[Opening ENTRIES PROVIDED section]

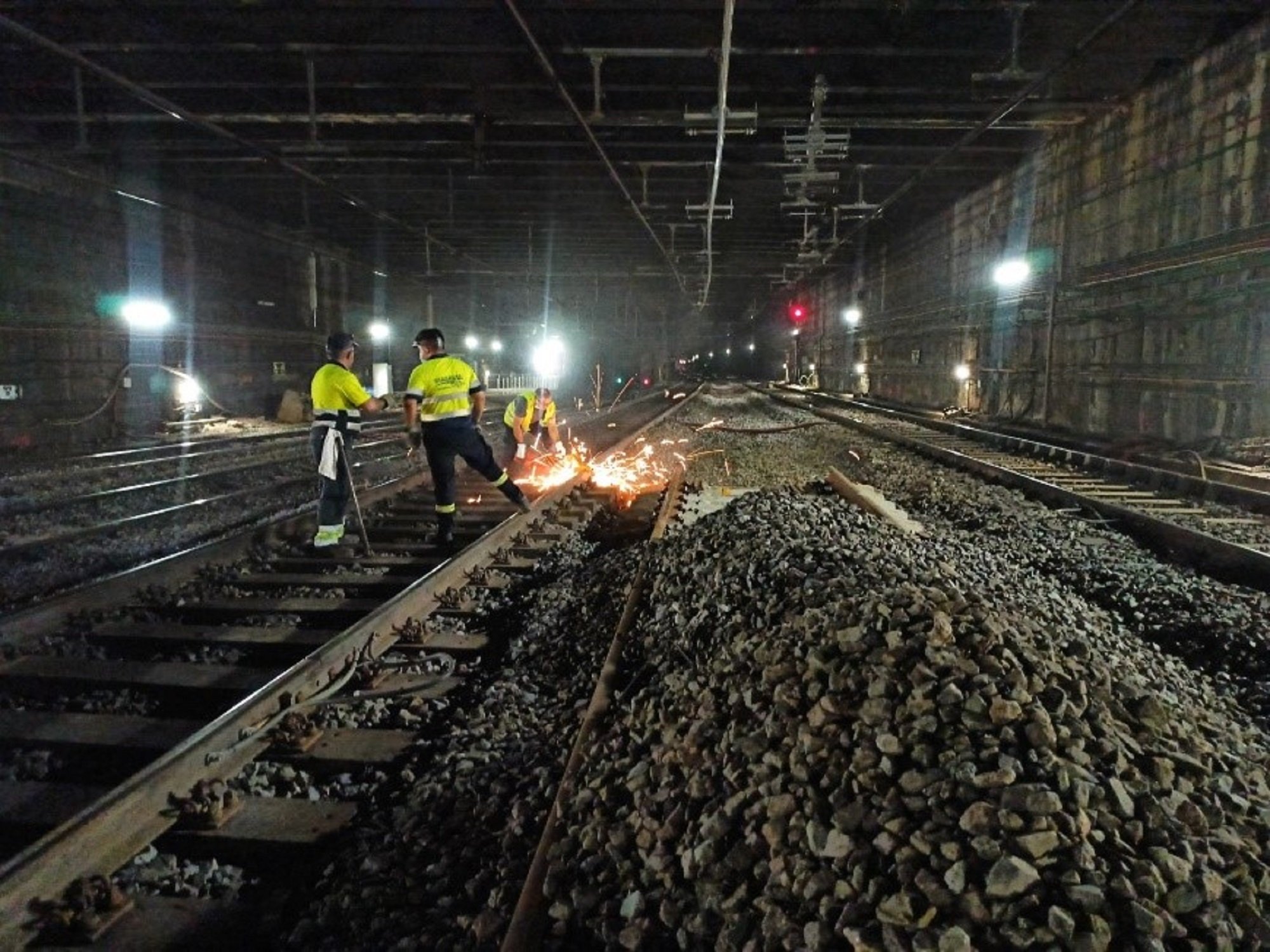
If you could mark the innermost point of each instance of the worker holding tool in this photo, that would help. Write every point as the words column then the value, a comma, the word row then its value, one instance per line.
column 448, row 397
column 340, row 402
column 531, row 413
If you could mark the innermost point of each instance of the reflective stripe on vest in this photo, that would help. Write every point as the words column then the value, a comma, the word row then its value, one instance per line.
column 344, row 421
column 531, row 400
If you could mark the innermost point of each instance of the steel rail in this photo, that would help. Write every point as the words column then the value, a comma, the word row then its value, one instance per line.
column 1151, row 475
column 106, row 835
column 26, row 545
column 117, row 492
column 526, row 927
column 1226, row 562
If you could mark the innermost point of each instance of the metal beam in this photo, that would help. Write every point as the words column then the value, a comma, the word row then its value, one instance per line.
column 545, row 63
column 177, row 112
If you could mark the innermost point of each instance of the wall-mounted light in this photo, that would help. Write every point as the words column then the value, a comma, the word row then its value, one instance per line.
column 147, row 314
column 1012, row 274
column 189, row 390
column 549, row 357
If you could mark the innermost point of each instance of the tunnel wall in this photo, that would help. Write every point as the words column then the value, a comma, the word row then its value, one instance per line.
column 246, row 323
column 1149, row 309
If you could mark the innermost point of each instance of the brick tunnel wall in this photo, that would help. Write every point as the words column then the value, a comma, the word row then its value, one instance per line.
column 1149, row 308
column 244, row 324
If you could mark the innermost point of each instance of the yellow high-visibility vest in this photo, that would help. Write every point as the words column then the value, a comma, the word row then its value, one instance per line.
column 337, row 394
column 444, row 387
column 531, row 400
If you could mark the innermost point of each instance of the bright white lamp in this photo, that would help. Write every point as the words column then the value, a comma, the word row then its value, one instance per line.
column 1012, row 274
column 189, row 390
column 147, row 314
column 549, row 357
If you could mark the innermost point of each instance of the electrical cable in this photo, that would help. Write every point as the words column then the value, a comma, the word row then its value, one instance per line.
column 119, row 385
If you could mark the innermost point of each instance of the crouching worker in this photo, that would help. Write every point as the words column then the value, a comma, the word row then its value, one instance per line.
column 529, row 416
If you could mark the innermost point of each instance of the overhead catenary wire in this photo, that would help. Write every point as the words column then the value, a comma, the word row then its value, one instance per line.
column 549, row 70
column 721, row 134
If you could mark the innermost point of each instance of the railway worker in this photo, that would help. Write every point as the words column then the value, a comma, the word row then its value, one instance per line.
column 340, row 402
column 448, row 398
column 531, row 413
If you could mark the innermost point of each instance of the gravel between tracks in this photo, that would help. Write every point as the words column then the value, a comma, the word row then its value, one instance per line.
column 841, row 737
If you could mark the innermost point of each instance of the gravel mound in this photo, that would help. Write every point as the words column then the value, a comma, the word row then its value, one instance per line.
column 440, row 865
column 853, row 738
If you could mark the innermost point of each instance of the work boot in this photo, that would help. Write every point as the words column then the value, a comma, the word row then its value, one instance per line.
column 328, row 536
column 445, row 534
column 518, row 496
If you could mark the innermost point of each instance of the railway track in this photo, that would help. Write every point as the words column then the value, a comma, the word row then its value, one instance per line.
column 72, row 527
column 1222, row 530
column 295, row 625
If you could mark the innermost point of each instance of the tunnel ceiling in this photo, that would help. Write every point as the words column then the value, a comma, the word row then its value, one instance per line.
column 431, row 138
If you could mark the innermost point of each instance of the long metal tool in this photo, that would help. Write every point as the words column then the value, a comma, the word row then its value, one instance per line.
column 352, row 491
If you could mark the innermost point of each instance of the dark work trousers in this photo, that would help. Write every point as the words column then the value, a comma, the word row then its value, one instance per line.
column 332, row 494
column 443, row 442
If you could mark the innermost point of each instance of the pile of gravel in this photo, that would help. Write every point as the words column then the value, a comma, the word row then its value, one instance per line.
column 440, row 864
column 845, row 737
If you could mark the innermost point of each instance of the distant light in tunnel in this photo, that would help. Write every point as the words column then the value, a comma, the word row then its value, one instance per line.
column 549, row 357
column 1012, row 274
column 147, row 314
column 189, row 390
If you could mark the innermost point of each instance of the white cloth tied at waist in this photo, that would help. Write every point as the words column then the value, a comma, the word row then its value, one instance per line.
column 331, row 446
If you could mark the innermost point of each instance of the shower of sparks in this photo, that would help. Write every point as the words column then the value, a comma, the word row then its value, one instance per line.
column 629, row 474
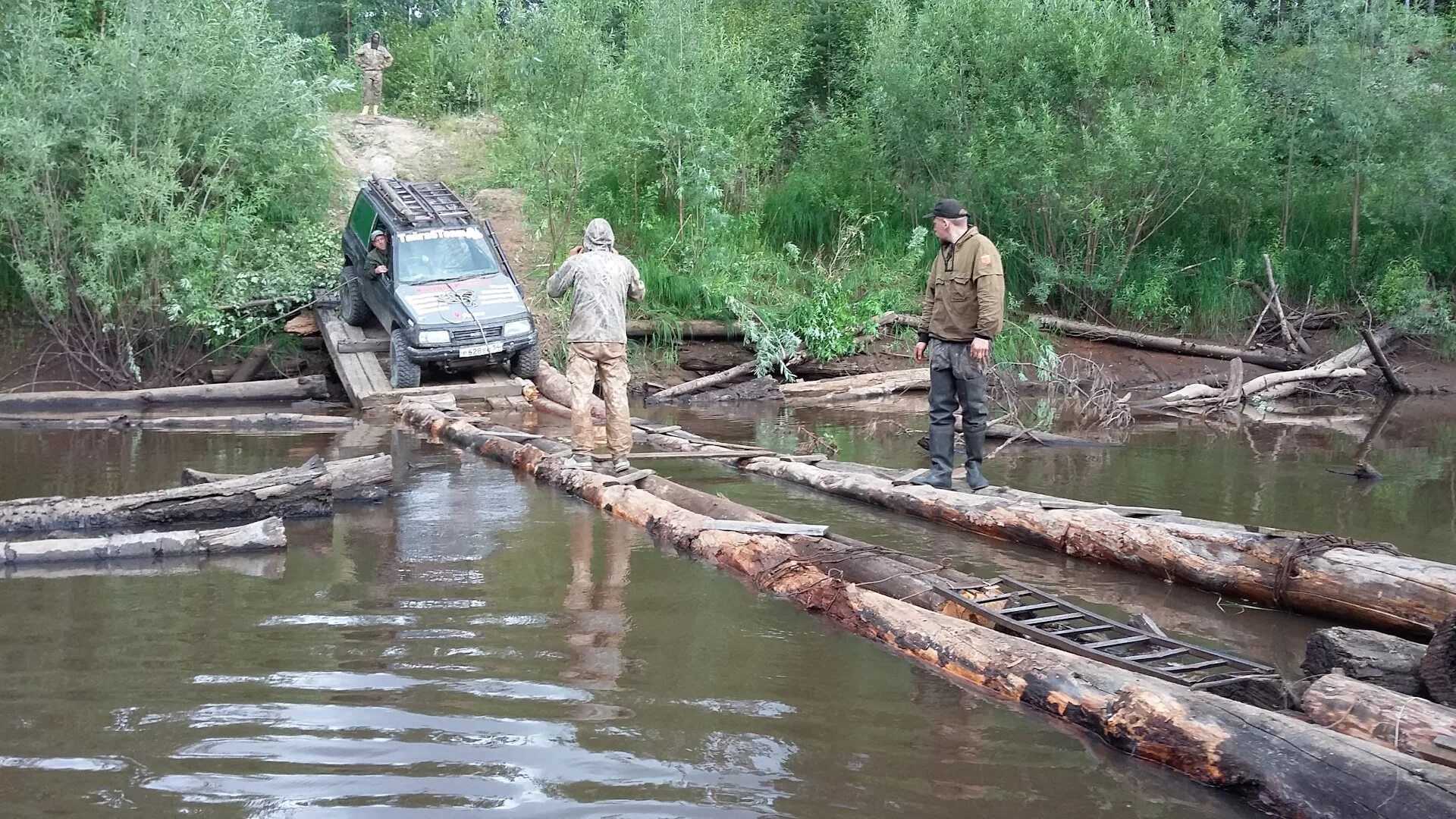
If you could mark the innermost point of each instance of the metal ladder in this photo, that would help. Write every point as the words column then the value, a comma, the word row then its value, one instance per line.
column 1052, row 621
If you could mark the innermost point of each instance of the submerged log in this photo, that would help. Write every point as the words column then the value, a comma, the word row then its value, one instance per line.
column 254, row 537
column 1282, row 764
column 280, row 390
column 268, row 422
column 1313, row 575
column 1272, row 359
column 294, row 491
column 1376, row 714
column 1366, row 656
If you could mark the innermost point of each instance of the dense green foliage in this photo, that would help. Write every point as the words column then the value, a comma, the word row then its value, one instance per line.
column 150, row 153
column 1131, row 161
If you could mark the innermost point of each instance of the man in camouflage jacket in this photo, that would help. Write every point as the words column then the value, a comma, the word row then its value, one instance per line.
column 962, row 314
column 373, row 58
column 601, row 281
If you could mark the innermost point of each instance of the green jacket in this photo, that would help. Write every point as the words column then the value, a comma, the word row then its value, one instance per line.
column 965, row 295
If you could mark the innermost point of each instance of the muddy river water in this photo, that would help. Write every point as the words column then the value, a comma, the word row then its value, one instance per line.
column 481, row 645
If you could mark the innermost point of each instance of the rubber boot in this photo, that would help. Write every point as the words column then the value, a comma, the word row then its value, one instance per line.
column 943, row 447
column 974, row 453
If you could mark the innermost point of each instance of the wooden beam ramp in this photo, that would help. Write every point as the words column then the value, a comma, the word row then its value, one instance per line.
column 1283, row 764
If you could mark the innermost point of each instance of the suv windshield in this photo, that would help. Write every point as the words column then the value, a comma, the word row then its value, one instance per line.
column 433, row 256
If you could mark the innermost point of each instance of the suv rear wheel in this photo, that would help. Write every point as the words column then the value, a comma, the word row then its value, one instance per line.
column 402, row 371
column 528, row 362
column 351, row 302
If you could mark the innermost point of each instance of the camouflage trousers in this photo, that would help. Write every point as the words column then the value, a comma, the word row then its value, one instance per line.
column 592, row 360
column 373, row 86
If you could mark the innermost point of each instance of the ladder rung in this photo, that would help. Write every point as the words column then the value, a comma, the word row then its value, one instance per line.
column 1194, row 667
column 1053, row 618
column 1119, row 642
column 1028, row 608
column 1156, row 654
column 1081, row 630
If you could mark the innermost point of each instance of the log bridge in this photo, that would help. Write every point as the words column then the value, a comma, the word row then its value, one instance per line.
column 1285, row 765
column 362, row 362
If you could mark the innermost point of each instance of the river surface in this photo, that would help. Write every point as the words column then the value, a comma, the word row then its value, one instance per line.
column 481, row 645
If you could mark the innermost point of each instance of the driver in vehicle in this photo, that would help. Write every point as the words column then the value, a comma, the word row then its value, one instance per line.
column 378, row 257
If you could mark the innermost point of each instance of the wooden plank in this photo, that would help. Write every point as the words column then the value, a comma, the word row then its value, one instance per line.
column 766, row 528
column 733, row 455
column 629, row 479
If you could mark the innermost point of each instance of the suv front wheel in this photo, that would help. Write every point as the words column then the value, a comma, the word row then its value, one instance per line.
column 351, row 302
column 402, row 369
column 528, row 362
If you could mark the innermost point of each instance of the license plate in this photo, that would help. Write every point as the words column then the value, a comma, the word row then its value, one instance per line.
column 482, row 350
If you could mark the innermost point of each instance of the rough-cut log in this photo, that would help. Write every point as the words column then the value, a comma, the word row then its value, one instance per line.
column 555, row 388
column 1378, row 353
column 1272, row 359
column 1378, row 714
column 1356, row 356
column 280, row 390
column 1326, row 577
column 1285, row 765
column 350, row 479
column 1439, row 665
column 270, row 422
column 856, row 388
column 1367, row 656
column 296, row 491
column 696, row 330
column 254, row 537
column 253, row 363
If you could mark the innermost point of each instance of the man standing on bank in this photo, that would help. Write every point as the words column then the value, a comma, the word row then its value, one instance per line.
column 373, row 58
column 601, row 281
column 962, row 314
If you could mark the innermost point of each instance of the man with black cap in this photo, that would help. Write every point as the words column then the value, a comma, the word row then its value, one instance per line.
column 962, row 314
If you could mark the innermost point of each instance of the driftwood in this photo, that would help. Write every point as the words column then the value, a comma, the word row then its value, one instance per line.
column 1367, row 656
column 1346, row 580
column 270, row 422
column 1376, row 714
column 249, row 366
column 254, row 537
column 1288, row 767
column 1272, row 359
column 280, row 390
column 294, row 491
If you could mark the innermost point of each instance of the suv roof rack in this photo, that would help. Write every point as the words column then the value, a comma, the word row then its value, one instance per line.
column 422, row 203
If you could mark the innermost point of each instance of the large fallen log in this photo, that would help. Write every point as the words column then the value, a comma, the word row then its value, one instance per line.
column 1272, row 359
column 262, row 422
column 1318, row 575
column 1367, row 656
column 1283, row 765
column 251, row 538
column 294, row 491
column 249, row 392
column 1378, row 714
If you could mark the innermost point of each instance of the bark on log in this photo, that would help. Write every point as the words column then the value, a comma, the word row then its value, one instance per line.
column 280, row 390
column 253, row 363
column 1376, row 714
column 254, row 537
column 294, row 491
column 1397, row 594
column 1272, row 359
column 1366, row 656
column 1286, row 767
column 696, row 330
column 270, row 422
column 1391, row 376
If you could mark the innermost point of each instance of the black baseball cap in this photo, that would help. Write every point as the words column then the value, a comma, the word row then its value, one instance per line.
column 946, row 209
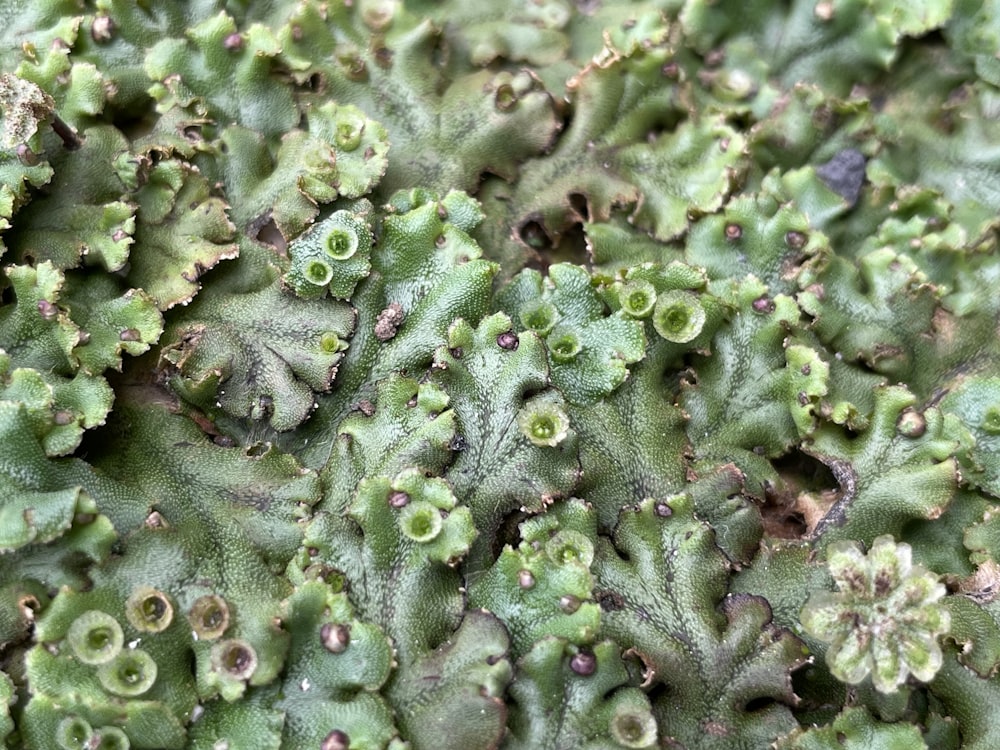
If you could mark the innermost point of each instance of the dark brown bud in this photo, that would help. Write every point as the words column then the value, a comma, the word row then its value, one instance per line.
column 584, row 663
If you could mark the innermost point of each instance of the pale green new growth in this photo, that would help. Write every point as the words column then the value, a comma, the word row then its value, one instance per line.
column 426, row 374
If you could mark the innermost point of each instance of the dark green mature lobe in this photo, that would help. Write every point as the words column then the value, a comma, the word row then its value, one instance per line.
column 400, row 374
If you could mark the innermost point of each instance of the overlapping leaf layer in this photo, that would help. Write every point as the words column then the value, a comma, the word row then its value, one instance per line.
column 537, row 374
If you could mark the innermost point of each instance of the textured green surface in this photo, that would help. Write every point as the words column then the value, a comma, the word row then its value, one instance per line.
column 400, row 374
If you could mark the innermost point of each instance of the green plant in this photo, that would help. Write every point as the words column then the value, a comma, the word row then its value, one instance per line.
column 542, row 374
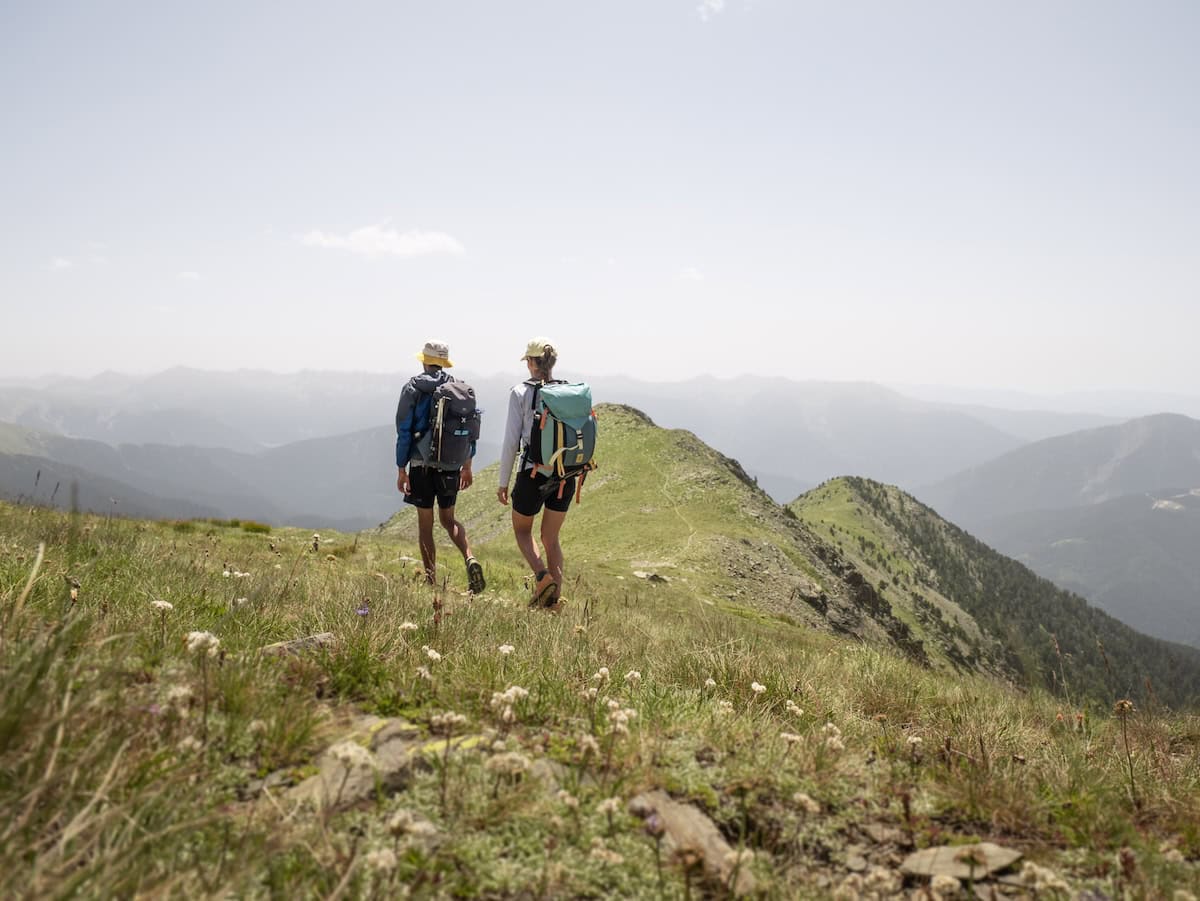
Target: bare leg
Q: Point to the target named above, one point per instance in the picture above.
(522, 527)
(551, 524)
(454, 529)
(425, 538)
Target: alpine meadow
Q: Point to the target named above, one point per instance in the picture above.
(676, 450)
(843, 697)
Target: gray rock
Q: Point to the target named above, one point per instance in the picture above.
(651, 576)
(957, 860)
(391, 750)
(688, 829)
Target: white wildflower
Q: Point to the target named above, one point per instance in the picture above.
(448, 721)
(401, 823)
(179, 695)
(805, 803)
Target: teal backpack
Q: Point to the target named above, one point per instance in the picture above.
(563, 439)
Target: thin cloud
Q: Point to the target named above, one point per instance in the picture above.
(381, 241)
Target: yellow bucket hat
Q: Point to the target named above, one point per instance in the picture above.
(538, 347)
(436, 353)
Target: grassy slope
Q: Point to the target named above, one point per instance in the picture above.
(663, 502)
(924, 560)
(87, 713)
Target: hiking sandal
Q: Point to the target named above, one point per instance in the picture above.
(475, 576)
(545, 589)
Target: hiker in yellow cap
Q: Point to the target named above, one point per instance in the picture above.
(437, 425)
(541, 481)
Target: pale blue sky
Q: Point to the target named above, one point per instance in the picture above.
(965, 193)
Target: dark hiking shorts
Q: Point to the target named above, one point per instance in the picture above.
(425, 484)
(528, 494)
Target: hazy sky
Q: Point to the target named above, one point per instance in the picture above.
(959, 192)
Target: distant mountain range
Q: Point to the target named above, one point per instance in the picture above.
(1110, 512)
(666, 512)
(347, 481)
(789, 434)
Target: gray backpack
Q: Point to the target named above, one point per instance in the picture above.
(454, 425)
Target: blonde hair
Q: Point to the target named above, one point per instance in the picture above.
(545, 364)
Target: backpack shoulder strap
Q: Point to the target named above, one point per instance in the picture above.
(535, 384)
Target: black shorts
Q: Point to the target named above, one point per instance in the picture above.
(426, 482)
(528, 494)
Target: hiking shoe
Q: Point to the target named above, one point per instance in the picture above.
(544, 590)
(475, 576)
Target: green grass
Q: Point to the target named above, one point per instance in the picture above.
(127, 764)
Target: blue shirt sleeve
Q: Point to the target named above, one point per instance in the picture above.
(406, 412)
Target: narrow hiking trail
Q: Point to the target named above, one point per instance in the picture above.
(675, 508)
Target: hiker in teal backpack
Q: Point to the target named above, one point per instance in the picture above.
(437, 425)
(553, 463)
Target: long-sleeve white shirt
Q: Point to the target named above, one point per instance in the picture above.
(517, 426)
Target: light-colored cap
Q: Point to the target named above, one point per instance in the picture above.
(436, 353)
(538, 347)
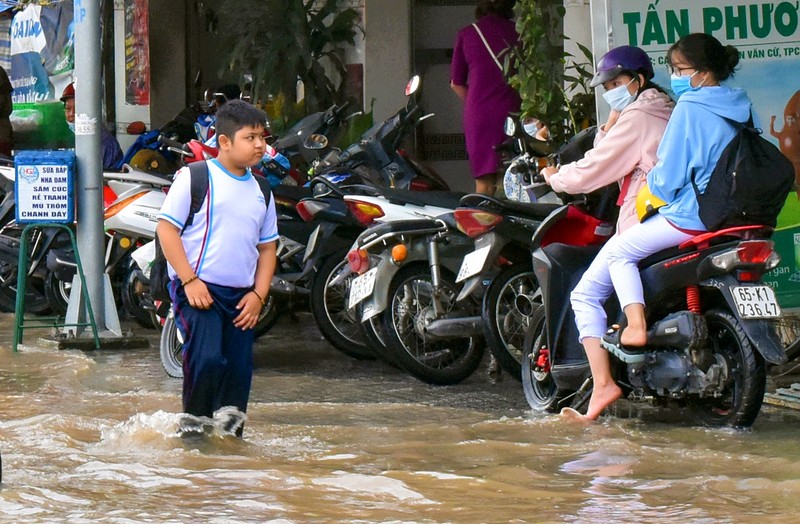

[Closing ENTRIES PROVIDED section]

#### [WORK TO COMPLETE]
Among the entries above, how many lines include "shorts"? State the number and nothing else.

#### [FINAL ANSWER]
2